> [Task objective]: Reproduce every one of the following entries word for word, keeping each character unchanged.

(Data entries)

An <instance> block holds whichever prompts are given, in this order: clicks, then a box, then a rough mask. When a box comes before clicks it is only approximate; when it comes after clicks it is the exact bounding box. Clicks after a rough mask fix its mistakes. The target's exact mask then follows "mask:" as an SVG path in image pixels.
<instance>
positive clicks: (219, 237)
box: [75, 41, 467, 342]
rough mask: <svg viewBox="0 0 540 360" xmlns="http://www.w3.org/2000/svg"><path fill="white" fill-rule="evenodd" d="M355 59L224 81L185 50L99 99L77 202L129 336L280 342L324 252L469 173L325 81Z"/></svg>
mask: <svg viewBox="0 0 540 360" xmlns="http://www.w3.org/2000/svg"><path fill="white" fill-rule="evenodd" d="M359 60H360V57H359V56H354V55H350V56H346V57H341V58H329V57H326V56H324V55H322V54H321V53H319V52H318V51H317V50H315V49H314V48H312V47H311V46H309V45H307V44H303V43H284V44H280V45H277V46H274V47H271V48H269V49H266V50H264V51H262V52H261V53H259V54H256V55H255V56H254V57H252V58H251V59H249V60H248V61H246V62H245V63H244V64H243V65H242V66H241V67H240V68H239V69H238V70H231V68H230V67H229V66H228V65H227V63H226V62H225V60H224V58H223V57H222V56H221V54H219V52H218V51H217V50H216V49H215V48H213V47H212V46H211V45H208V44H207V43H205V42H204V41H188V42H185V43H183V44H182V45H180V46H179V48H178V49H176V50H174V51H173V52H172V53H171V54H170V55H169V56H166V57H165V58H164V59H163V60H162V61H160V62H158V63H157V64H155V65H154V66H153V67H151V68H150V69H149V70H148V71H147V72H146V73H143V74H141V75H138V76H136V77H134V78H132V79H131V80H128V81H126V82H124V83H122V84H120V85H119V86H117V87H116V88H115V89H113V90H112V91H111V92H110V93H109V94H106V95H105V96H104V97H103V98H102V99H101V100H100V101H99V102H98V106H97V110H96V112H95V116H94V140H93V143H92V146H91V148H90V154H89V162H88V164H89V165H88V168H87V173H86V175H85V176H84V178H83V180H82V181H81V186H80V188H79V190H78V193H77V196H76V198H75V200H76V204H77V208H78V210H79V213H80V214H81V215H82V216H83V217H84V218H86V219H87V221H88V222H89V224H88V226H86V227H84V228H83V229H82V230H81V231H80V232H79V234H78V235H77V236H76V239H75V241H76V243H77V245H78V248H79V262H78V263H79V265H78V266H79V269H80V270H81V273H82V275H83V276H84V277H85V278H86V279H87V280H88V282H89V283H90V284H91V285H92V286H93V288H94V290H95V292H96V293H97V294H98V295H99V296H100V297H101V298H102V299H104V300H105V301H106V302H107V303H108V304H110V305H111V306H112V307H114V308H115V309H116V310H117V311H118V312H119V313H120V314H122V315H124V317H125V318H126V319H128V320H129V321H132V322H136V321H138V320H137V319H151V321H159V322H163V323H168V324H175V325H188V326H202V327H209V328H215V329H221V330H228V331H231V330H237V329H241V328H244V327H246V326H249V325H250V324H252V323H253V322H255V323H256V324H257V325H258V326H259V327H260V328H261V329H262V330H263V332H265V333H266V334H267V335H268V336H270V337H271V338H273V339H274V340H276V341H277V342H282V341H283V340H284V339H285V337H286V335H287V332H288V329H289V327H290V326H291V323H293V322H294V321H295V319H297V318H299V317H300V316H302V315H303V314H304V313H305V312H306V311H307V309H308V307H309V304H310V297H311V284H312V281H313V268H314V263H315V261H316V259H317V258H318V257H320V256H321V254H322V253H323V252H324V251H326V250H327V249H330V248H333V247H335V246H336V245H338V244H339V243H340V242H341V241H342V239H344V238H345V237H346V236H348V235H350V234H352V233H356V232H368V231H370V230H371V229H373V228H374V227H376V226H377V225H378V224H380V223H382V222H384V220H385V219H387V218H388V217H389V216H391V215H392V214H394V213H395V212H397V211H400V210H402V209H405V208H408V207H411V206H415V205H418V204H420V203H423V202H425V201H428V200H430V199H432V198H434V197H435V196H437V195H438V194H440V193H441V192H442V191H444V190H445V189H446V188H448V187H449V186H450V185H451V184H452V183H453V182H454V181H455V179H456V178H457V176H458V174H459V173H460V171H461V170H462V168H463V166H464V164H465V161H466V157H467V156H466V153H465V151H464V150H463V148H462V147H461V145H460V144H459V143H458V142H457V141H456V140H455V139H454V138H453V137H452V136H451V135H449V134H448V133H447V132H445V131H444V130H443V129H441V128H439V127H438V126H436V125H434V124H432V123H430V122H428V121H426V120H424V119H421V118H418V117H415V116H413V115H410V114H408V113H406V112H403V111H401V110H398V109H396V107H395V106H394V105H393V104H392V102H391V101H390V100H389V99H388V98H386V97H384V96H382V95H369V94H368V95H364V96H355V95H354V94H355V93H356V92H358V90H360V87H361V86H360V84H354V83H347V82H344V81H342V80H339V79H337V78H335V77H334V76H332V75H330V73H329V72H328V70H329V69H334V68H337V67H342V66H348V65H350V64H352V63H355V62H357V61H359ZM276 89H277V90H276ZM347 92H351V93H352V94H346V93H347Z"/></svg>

> [Answer space]:
An <instance> block holds whichever prompts are given, in this order: clicks, then a box, then a rough mask. When a box comes before clicks it is only approximate; when it comes after clicks it is the exact bounding box. Clicks after a rough mask fix its mistakes. The target's exact mask then follows "mask:" as an SVG path in image pixels.
<instance>
positive clicks: (219, 237)
box: [75, 41, 467, 342]
rough mask: <svg viewBox="0 0 540 360" xmlns="http://www.w3.org/2000/svg"><path fill="white" fill-rule="evenodd" d="M355 59L224 81L185 50L99 99L77 202L129 336L280 342L324 252L469 173L325 81Z"/></svg>
mask: <svg viewBox="0 0 540 360" xmlns="http://www.w3.org/2000/svg"><path fill="white" fill-rule="evenodd" d="M359 60H360V57H359V56H354V55H350V56H346V57H341V58H329V57H326V56H324V55H322V54H321V53H319V52H318V51H317V50H315V49H314V48H312V47H311V46H309V45H307V44H303V43H284V44H280V45H277V46H274V47H271V48H269V49H266V50H264V51H262V52H261V53H259V54H256V55H255V56H254V57H252V58H251V59H249V60H248V61H246V62H245V63H244V64H243V65H242V66H241V67H240V68H239V69H238V70H231V68H230V67H229V66H228V65H227V63H226V62H225V60H224V58H223V57H222V56H221V54H219V52H218V51H217V50H216V49H215V48H213V47H212V46H211V45H208V44H207V43H205V42H204V41H188V42H185V43H183V44H182V45H180V46H179V48H178V49H176V50H174V51H173V52H172V53H171V54H170V55H169V56H166V57H165V58H164V59H163V60H162V61H160V62H158V63H157V64H155V65H154V66H153V67H151V68H150V69H149V70H148V71H147V72H146V73H143V74H141V75H138V76H136V77H134V78H132V79H131V80H128V81H126V82H124V83H122V84H120V85H119V86H117V87H116V88H115V89H113V90H112V91H111V92H110V93H109V94H106V95H105V96H104V97H103V98H102V99H101V100H100V101H99V102H98V106H97V110H96V112H95V116H94V140H93V143H92V146H91V148H90V154H89V162H88V164H89V165H88V168H87V173H86V175H85V176H84V178H83V180H82V181H81V186H80V188H79V190H78V193H77V196H76V198H75V200H76V204H77V208H78V210H79V213H80V214H81V215H82V216H83V217H84V218H86V219H87V221H88V222H89V224H88V226H86V227H84V228H83V229H82V230H81V231H80V232H79V234H78V235H77V236H76V239H75V241H76V243H77V245H78V248H79V262H78V263H79V265H78V266H79V269H80V270H81V273H82V275H83V276H84V277H85V278H86V279H87V280H88V282H89V283H90V284H91V285H92V286H93V288H94V290H95V292H96V293H97V294H98V295H99V296H100V297H101V298H102V299H104V300H105V301H106V302H107V303H108V304H110V305H111V306H112V307H114V308H115V309H116V310H117V311H118V312H119V313H120V314H122V315H124V317H125V318H126V319H128V320H129V321H132V322H136V321H138V320H137V319H151V321H159V322H163V323H168V324H175V325H188V326H202V327H209V328H215V329H221V330H228V331H231V330H237V329H241V328H244V327H246V326H249V325H250V324H252V323H253V322H255V323H256V324H257V325H258V326H259V327H260V328H261V329H262V330H263V332H265V333H266V334H267V335H268V336H270V337H271V338H273V339H274V340H276V341H277V342H282V341H283V340H284V339H285V337H286V335H287V332H288V329H289V327H290V326H291V323H293V322H294V321H295V319H297V318H299V317H300V316H302V315H303V314H304V313H305V312H306V311H307V309H308V307H309V304H310V297H311V284H312V281H313V268H314V263H315V261H316V259H317V258H318V257H320V256H321V254H322V253H323V252H324V251H326V250H327V249H330V248H333V247H335V246H336V245H338V244H339V243H340V242H341V241H342V239H344V238H345V237H346V236H348V235H350V234H352V233H356V232H368V231H370V230H371V229H373V228H374V227H376V226H377V225H378V224H380V223H382V222H384V220H385V219H387V218H388V217H389V216H391V215H392V214H394V213H395V212H397V211H400V210H402V209H405V208H408V207H411V206H415V205H418V204H420V203H423V202H425V201H428V200H430V199H432V198H434V197H435V196H437V195H438V194H440V193H441V192H442V191H444V190H445V189H446V188H448V187H449V186H450V185H451V184H452V183H453V182H454V181H455V179H456V178H457V176H458V174H459V173H460V171H461V170H462V168H463V166H464V164H465V161H466V157H467V156H466V153H465V151H464V150H463V148H462V147H461V145H460V144H459V143H458V142H457V141H456V140H455V139H454V138H453V137H452V136H451V135H449V134H448V133H447V132H445V131H444V130H443V129H441V128H439V127H438V126H436V125H434V124H432V123H430V122H428V121H426V120H424V119H421V118H418V117H415V116H413V115H410V114H408V113H406V112H403V111H401V110H398V109H396V107H395V106H394V105H393V104H392V102H391V101H390V100H389V99H388V98H386V97H384V96H382V95H369V94H368V95H364V96H355V95H354V94H355V93H356V92H358V90H360V87H361V86H360V84H354V83H347V82H344V81H342V80H339V79H337V78H335V77H334V76H332V75H330V73H329V72H328V70H329V69H334V68H337V67H342V66H348V65H350V64H352V63H355V62H357V61H359ZM276 89H277V90H276ZM347 92H351V93H352V94H346V93H347Z"/></svg>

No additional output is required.